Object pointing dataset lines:
--

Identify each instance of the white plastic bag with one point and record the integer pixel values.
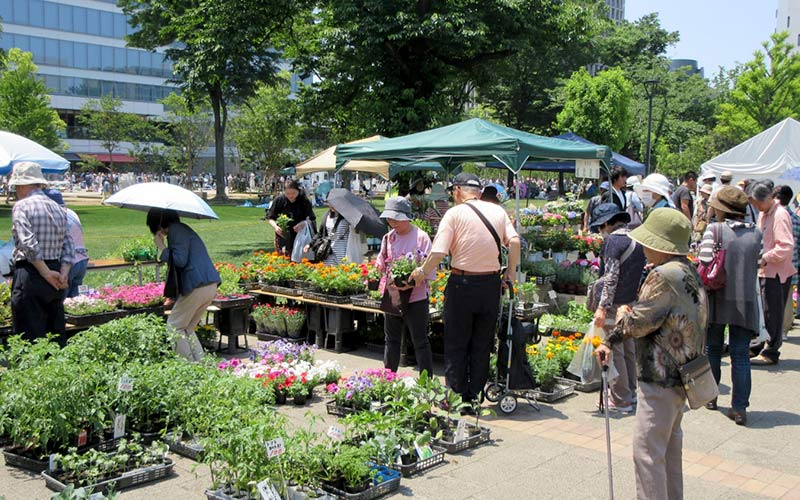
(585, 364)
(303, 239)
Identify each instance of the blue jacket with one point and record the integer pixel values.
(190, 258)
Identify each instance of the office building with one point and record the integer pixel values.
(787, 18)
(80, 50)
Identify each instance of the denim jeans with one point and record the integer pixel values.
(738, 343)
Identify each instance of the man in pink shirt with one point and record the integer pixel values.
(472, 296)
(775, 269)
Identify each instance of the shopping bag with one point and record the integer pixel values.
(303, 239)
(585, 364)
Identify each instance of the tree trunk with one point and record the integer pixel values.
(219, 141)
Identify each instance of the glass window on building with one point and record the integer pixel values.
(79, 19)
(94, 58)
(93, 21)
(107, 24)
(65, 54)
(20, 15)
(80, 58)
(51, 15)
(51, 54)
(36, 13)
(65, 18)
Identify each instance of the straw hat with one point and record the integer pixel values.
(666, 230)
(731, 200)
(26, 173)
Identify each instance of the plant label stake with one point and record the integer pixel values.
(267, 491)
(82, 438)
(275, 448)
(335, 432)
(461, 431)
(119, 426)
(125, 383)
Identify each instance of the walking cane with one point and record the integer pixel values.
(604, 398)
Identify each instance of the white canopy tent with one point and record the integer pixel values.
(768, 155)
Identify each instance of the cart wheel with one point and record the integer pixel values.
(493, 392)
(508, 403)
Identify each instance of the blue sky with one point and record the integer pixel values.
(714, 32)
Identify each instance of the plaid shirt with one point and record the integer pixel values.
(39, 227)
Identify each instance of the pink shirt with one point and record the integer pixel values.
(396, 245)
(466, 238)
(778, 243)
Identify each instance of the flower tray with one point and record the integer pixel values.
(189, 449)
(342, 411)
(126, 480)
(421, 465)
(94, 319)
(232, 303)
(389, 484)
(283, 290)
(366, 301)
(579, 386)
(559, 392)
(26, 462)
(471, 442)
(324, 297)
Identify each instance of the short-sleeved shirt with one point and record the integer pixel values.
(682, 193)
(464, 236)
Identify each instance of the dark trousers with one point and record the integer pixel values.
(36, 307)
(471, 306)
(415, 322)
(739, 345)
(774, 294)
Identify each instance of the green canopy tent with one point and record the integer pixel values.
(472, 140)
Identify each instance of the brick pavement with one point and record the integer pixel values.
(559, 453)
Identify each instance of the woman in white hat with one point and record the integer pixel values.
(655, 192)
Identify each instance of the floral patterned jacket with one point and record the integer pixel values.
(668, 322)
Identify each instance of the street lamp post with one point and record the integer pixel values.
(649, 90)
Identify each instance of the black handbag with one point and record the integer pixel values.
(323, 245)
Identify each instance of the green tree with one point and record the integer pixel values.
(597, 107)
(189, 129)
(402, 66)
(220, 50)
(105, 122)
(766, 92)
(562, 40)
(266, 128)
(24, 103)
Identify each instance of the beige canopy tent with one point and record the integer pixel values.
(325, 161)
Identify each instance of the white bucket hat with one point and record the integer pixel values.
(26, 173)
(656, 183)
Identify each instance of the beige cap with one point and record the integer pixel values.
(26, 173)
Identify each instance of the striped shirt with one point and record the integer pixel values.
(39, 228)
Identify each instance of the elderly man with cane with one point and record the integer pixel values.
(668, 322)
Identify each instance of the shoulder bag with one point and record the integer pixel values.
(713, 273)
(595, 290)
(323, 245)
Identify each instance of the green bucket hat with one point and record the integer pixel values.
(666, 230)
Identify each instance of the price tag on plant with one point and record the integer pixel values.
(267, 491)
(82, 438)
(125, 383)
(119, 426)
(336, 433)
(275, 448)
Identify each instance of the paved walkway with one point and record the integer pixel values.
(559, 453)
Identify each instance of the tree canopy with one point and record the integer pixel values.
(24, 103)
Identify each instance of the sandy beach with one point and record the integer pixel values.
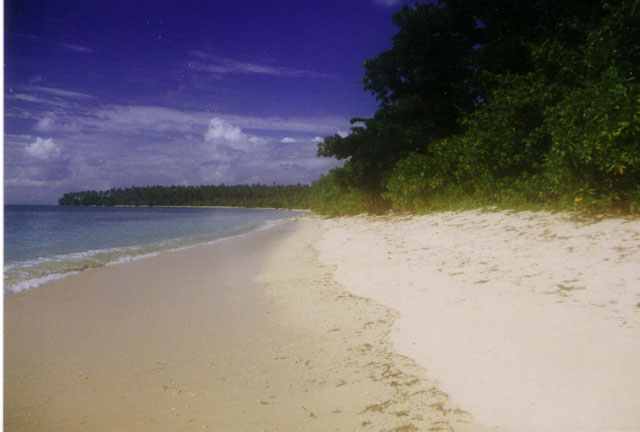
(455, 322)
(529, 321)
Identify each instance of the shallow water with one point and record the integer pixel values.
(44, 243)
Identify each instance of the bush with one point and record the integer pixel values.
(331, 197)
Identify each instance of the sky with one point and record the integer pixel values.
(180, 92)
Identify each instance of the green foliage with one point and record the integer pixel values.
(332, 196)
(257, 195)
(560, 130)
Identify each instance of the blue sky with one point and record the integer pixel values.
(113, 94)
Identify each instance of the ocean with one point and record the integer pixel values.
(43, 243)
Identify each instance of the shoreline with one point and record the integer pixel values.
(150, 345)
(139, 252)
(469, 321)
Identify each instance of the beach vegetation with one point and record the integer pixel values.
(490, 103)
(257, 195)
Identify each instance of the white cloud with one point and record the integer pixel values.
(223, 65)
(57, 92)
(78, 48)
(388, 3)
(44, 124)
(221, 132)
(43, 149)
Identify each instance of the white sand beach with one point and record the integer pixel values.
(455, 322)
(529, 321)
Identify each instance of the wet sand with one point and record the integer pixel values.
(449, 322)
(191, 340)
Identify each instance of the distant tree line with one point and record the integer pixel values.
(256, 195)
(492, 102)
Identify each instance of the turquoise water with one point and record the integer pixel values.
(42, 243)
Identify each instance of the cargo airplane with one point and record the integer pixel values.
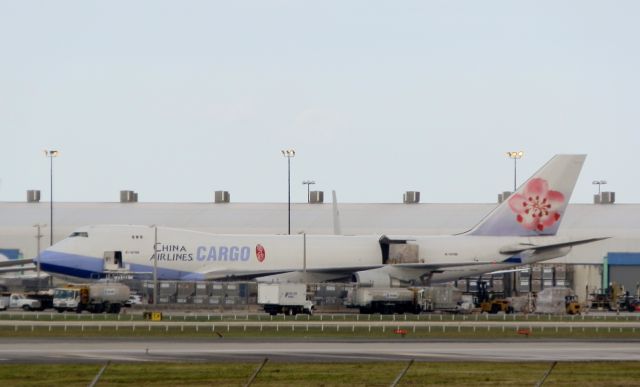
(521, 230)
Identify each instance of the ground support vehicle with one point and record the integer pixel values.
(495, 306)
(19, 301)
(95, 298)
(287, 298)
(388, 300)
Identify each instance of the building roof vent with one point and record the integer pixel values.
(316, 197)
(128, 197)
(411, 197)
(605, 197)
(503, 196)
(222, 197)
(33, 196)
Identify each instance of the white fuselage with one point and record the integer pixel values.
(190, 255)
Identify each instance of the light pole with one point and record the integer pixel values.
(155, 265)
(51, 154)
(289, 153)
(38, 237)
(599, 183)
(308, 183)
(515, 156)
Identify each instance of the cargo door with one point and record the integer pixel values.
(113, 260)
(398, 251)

--

* _SHORT TASK_
Reproduce all of the lines above word for word, leaving out the pictures.

* _ANSWER FOR THIS EXERCISE_
Identify each instance of the white plastic bag with one point and record the integer pixel values.
(585, 364)
(303, 239)
Identify each instance of the blue jacket with one point and record the integer pixel values.
(190, 258)
Identify each instance of the office building with one point and record the integer pixel values.
(787, 18)
(80, 50)
Identify each instance of the denim jeans with one point and record the integer pixel values.
(738, 343)
Identify each instance of the man in pink shirt with one point and record the integer pixel values.
(472, 296)
(775, 269)
Identify each instance of the shopping bag with one point and record the integer pixel values.
(303, 239)
(585, 364)
Identify each instance of the tree trunk with one point and record the integer pixel values.
(219, 141)
Identify each instance of the glass window on building with one point and record the integer pixel values.
(79, 19)
(94, 58)
(93, 21)
(107, 24)
(65, 54)
(20, 15)
(80, 58)
(51, 15)
(51, 54)
(36, 13)
(65, 18)
Identify each instance of the straw hat with one point and record the integer pixel values.
(666, 230)
(731, 200)
(26, 173)
Identify each instance of the plant label stake with one point and record the integer pixel values.
(267, 491)
(82, 438)
(275, 448)
(335, 432)
(461, 431)
(119, 426)
(125, 383)
Identify each instance of the walking cane with one point and record the integer pixel values.
(604, 398)
Identify each instance of the white canopy tent with one point and record the integer pixel values.
(768, 155)
Identify each instance of the cart wheel with one point and record the integer pixel values.
(493, 392)
(508, 403)
Identify each instance of the blue sky with one point and record the integer pixel values.
(714, 32)
Identify each instance of the plaid shirt with one point and record the integer pixel values.
(39, 227)
Identify each instance of the pink shirt with one point and record the integer pixel values.
(396, 245)
(466, 238)
(778, 243)
Identify each instance of the flower tray with one point and record the integer pixel values.
(189, 449)
(342, 411)
(126, 480)
(421, 465)
(94, 319)
(232, 303)
(389, 484)
(283, 290)
(366, 301)
(579, 386)
(559, 392)
(26, 462)
(471, 442)
(324, 297)
Identify each instance of the short-sleeved shirt with one point and record the integer pixel values.
(682, 193)
(464, 236)
Identify each instance of the dark trousers with one point and record the integer pixel values.
(36, 307)
(471, 306)
(415, 322)
(739, 345)
(774, 294)
Identify each instance of the green canopy tent with one point and record the integer pixel values.
(472, 140)
Identify each instance of the brick pavement with one point and record the integer pixel values.
(559, 453)
Identify each instance of the woman in white hat with one point and record the integer pixel values.
(655, 192)
Identify each instance of the floral patterned jacket with one point and record the integer pixel values.
(668, 322)
Identify each instance of the street lamp post with one point and record the integer pixel values.
(649, 90)
Identify each instance of the black handbag with one point and record the integer pixel values.
(323, 245)
Identify each instance of the green tree with one point and record the integer pixel values.
(597, 107)
(189, 129)
(402, 66)
(220, 50)
(105, 122)
(766, 92)
(562, 40)
(266, 128)
(24, 103)
Identify each instance of the beige canopy tent with one point and record the integer pixel values.
(325, 161)
Identify each instance of the white bucket hat with one point and record the integer pixel values.
(26, 173)
(656, 183)
Identify each instance of the beige cap with one point and record the integer pixel values.
(26, 173)
Identify each instance of the striped shirt with one point and record the integer pixel values.
(39, 228)
Identify each instance of the elderly man with cane with one point and record the integer pixel values.
(668, 322)
Identify each instance of the shoulder bag with one point and record the integer pixel values.
(713, 273)
(595, 290)
(323, 245)
Identify each instance of the green bucket hat with one point and record the integer pixel values.
(666, 230)
Identify each instance of the price tag on plant with one point and record the integer pixel values.
(267, 491)
(82, 438)
(125, 383)
(119, 426)
(336, 433)
(275, 448)
Identify each instance of the paved walkway with one point and record the integer pixel values.
(559, 453)
Identify each instance of the tree canopy with one point and record the integer pixel values.
(24, 103)
Identify each instance of the sandy beach with one point and record the integer pixel values.
(455, 322)
(529, 321)
Identify each instance of the shallow water with one point and record the integer pixel values.
(44, 243)
Identify each instance of the bush with one point and record the integer pixel values.
(331, 197)
Identify each instance of the sky with one point and record the integer pixel values.
(180, 92)
Identify each instance of the green foliage with one point and record the integer pixel values.
(332, 196)
(257, 195)
(560, 130)
Identify each instance of the blue sky with one point and record the integer pixel values.
(113, 94)
Identify each instance of the ocean with one point and record the integer pixel values.
(43, 243)
Identify each instance of the shoreline with one point and record the integer pixel values.
(150, 345)
(139, 252)
(469, 321)
Identify each instance of the beach vegetation with one point and record the integer pixel values.
(490, 103)
(257, 195)
Identify each instance of the white cloud with one point and record the integer pixel values.
(223, 65)
(57, 92)
(78, 48)
(388, 3)
(44, 124)
(221, 132)
(43, 149)
Identify each instance of the white sand beach with one point and record the integer pixel values.
(455, 322)
(529, 321)
Identify each instance of the wet sand with one point and record the integer pixel values.
(449, 322)
(191, 340)
Identify each instance of the distant tree line with one point and record the integer pixel values.
(256, 195)
(492, 102)
Identify each instance of the turquoise water with one point and record the integer pixel values.
(42, 243)
Identify each instance of the cargo airplane with one point and record the integer pixel values.
(521, 230)
Identify each instance of the ground support vehicle with one point and record the integer pixel values.
(495, 306)
(19, 301)
(95, 298)
(287, 298)
(388, 300)
Identify each instance of the building roof vent with one point and record the integer pixel values.
(316, 197)
(128, 197)
(411, 197)
(605, 197)
(503, 196)
(222, 197)
(33, 196)
Identify each instance of the white fuselage with one point and record the integer pixel values.
(190, 255)
Identify each instance of the light pole with one point and record the integer pixel values.
(155, 265)
(51, 154)
(289, 153)
(38, 237)
(599, 183)
(308, 183)
(515, 156)
Identify each instance of the cargo door with one point and record the integer pixel values.
(113, 260)
(398, 251)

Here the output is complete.